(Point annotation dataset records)

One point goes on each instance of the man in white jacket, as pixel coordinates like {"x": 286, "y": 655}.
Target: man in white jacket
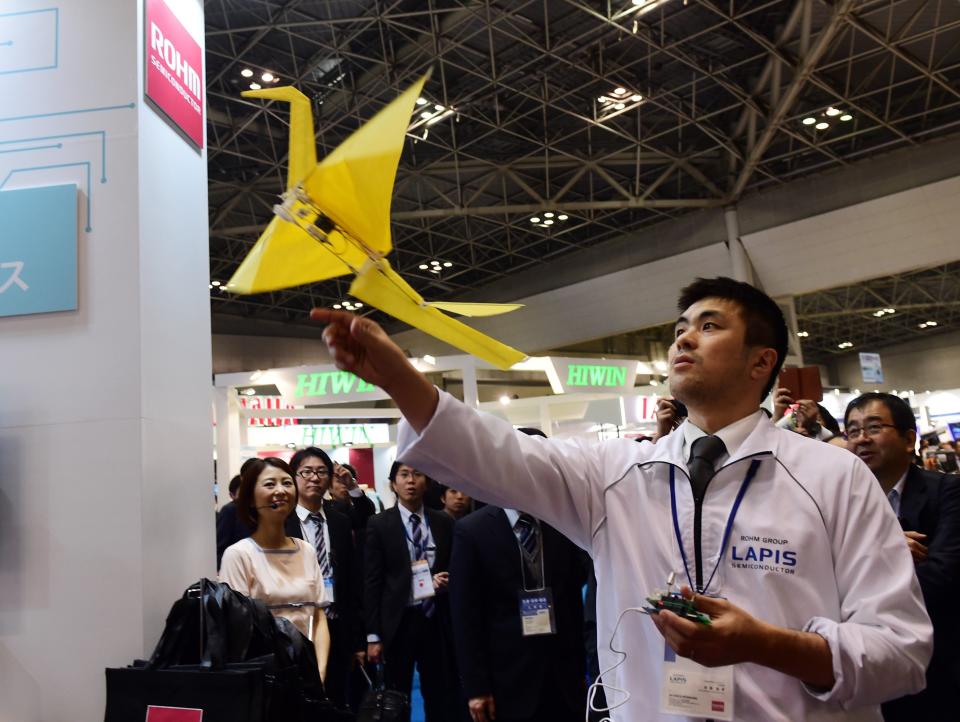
{"x": 788, "y": 544}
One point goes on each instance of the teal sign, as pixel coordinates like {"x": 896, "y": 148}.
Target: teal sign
{"x": 38, "y": 250}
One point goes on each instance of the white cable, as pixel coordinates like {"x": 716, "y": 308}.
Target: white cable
{"x": 598, "y": 684}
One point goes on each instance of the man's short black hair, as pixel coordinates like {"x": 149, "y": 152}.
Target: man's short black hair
{"x": 900, "y": 412}
{"x": 303, "y": 454}
{"x": 763, "y": 318}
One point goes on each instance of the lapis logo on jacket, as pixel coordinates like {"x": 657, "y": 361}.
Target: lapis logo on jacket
{"x": 768, "y": 554}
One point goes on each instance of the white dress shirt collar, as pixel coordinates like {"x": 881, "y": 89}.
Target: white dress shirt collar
{"x": 303, "y": 513}
{"x": 732, "y": 435}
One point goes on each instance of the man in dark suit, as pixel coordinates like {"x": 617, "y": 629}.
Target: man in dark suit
{"x": 500, "y": 556}
{"x": 406, "y": 557}
{"x": 348, "y": 498}
{"x": 881, "y": 430}
{"x": 330, "y": 533}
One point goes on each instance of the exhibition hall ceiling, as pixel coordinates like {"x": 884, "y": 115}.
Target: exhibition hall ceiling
{"x": 553, "y": 126}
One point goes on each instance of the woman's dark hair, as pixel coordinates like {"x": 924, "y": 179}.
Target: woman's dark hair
{"x": 251, "y": 471}
{"x": 900, "y": 412}
{"x": 763, "y": 318}
{"x": 296, "y": 461}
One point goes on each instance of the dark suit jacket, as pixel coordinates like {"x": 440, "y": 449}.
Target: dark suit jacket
{"x": 230, "y": 529}
{"x": 358, "y": 508}
{"x": 492, "y": 654}
{"x": 931, "y": 505}
{"x": 346, "y": 582}
{"x": 387, "y": 571}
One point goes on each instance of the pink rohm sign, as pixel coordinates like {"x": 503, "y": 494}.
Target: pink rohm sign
{"x": 174, "y": 71}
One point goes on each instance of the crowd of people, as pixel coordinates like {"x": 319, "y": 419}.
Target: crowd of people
{"x": 827, "y": 573}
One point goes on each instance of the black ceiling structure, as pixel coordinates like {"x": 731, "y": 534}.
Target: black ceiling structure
{"x": 614, "y": 115}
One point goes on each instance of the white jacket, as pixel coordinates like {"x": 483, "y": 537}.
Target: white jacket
{"x": 848, "y": 575}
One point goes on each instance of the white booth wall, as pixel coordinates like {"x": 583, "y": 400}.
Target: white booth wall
{"x": 105, "y": 470}
{"x": 924, "y": 363}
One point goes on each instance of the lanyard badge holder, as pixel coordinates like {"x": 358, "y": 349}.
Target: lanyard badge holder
{"x": 688, "y": 688}
{"x": 536, "y": 605}
{"x": 421, "y": 578}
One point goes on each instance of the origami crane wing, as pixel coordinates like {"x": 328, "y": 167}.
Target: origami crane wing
{"x": 379, "y": 285}
{"x": 335, "y": 220}
{"x": 352, "y": 186}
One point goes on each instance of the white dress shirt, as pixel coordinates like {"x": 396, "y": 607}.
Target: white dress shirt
{"x": 309, "y": 529}
{"x": 424, "y": 531}
{"x": 815, "y": 546}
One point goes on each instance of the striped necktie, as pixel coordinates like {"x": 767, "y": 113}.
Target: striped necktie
{"x": 323, "y": 557}
{"x": 419, "y": 540}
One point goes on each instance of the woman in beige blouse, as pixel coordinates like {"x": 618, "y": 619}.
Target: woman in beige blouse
{"x": 279, "y": 570}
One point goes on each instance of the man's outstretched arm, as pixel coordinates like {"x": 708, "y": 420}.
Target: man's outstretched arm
{"x": 360, "y": 346}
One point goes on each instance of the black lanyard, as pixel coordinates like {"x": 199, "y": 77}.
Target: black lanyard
{"x": 751, "y": 472}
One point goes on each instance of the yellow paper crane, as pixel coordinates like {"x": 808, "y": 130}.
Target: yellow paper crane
{"x": 334, "y": 220}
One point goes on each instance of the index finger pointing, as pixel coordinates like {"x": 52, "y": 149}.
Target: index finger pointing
{"x": 329, "y": 315}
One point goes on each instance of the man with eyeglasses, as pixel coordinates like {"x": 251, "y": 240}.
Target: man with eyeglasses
{"x": 881, "y": 430}
{"x": 330, "y": 532}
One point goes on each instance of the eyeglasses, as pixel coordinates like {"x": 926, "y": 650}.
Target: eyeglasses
{"x": 307, "y": 472}
{"x": 871, "y": 430}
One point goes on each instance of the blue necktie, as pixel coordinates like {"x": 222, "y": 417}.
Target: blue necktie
{"x": 420, "y": 552}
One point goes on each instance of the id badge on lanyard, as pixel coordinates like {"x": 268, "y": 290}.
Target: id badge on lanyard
{"x": 328, "y": 596}
{"x": 536, "y": 612}
{"x": 536, "y": 605}
{"x": 694, "y": 691}
{"x": 686, "y": 687}
{"x": 422, "y": 580}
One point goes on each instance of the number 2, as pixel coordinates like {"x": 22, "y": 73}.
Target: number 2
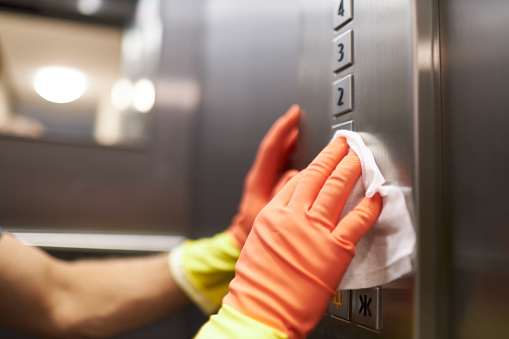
{"x": 341, "y": 92}
{"x": 341, "y": 53}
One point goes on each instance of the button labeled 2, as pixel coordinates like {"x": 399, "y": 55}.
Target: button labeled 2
{"x": 342, "y": 95}
{"x": 342, "y": 12}
{"x": 366, "y": 307}
{"x": 342, "y": 51}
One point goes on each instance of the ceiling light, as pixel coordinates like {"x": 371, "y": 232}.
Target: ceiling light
{"x": 60, "y": 84}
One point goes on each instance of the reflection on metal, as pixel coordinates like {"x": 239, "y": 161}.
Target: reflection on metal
{"x": 105, "y": 55}
{"x": 60, "y": 84}
{"x": 116, "y": 242}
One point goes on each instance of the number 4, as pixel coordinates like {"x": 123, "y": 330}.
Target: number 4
{"x": 341, "y": 10}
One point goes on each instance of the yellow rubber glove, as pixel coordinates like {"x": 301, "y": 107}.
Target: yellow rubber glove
{"x": 204, "y": 268}
{"x": 297, "y": 253}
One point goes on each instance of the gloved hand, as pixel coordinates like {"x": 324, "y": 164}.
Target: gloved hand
{"x": 204, "y": 268}
{"x": 297, "y": 253}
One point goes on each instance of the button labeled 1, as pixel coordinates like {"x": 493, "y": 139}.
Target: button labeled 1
{"x": 342, "y": 51}
{"x": 342, "y": 95}
{"x": 342, "y": 12}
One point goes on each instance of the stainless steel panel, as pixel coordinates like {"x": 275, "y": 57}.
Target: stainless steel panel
{"x": 340, "y": 305}
{"x": 49, "y": 186}
{"x": 397, "y": 113}
{"x": 475, "y": 87}
{"x": 250, "y": 58}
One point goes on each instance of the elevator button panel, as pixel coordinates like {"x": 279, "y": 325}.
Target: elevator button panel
{"x": 342, "y": 12}
{"x": 342, "y": 95}
{"x": 340, "y": 306}
{"x": 347, "y": 125}
{"x": 366, "y": 307}
{"x": 342, "y": 51}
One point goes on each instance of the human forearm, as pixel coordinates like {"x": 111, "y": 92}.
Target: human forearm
{"x": 91, "y": 298}
{"x": 102, "y": 298}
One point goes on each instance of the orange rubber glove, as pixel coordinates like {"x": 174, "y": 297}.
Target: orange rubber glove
{"x": 297, "y": 253}
{"x": 204, "y": 268}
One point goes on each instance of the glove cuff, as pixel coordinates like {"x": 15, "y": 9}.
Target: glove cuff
{"x": 231, "y": 324}
{"x": 204, "y": 268}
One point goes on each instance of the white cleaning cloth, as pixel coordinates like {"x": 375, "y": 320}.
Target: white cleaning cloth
{"x": 385, "y": 253}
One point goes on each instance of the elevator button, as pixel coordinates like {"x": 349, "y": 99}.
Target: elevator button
{"x": 342, "y": 95}
{"x": 342, "y": 12}
{"x": 342, "y": 49}
{"x": 347, "y": 125}
{"x": 340, "y": 306}
{"x": 366, "y": 307}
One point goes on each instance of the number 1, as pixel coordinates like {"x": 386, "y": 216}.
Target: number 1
{"x": 341, "y": 10}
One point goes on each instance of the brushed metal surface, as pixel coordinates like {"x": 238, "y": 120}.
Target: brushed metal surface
{"x": 96, "y": 189}
{"x": 250, "y": 58}
{"x": 475, "y": 87}
{"x": 396, "y": 111}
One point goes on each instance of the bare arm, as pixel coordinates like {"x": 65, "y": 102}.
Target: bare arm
{"x": 51, "y": 298}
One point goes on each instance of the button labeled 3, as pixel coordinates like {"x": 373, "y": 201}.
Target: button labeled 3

--- YOUR TASK ---
Quote only the lines from the line containing "button panel, as" through the end of the listing, please, keeping both the first and the last line.

--- FULL SOLUTION ---
One point goes on each instance of the elevator button panel, as pixel coordinates like {"x": 279, "y": 325}.
Target: elevator button panel
{"x": 342, "y": 12}
{"x": 342, "y": 95}
{"x": 340, "y": 306}
{"x": 347, "y": 125}
{"x": 366, "y": 307}
{"x": 342, "y": 51}
One point goes on each instance of the human forearm, as pixel coordinates like {"x": 111, "y": 92}.
Target: human forearm
{"x": 91, "y": 298}
{"x": 102, "y": 298}
One point goes on each instance of the orange rubber glove, as pixel coordinates like {"x": 174, "y": 297}.
Target: orange rubber glove
{"x": 297, "y": 253}
{"x": 204, "y": 268}
One point goes on each instance of the glove cuff, as pixel coordinates like {"x": 15, "y": 9}.
Target: glove cuff
{"x": 231, "y": 324}
{"x": 204, "y": 268}
One point goes on each instance of the white cleaning cloth, as pixel coordinates like {"x": 375, "y": 320}.
Target: white cleaning cloth
{"x": 385, "y": 253}
One point goes on each instance of the elevator button, as pixel coordinates like {"x": 349, "y": 99}.
Target: elevator button
{"x": 342, "y": 95}
{"x": 342, "y": 12}
{"x": 342, "y": 49}
{"x": 347, "y": 125}
{"x": 340, "y": 306}
{"x": 366, "y": 307}
One point goes on each instance of the number 1, as pixel coordinates like {"x": 386, "y": 216}.
Target: number 1
{"x": 341, "y": 10}
One point goes on each instance of the brushed metal surface, as pixel coordinates like {"x": 238, "y": 120}.
Target: brushed metal surface
{"x": 96, "y": 189}
{"x": 250, "y": 58}
{"x": 475, "y": 87}
{"x": 396, "y": 111}
One point goes on each instance of the bare arm, as pixel coordinates like {"x": 65, "y": 102}.
Target: bare arm
{"x": 51, "y": 298}
One point goes on each instance of the button labeled 3, as pixel coordinates like {"x": 373, "y": 201}.
Target: button labeled 3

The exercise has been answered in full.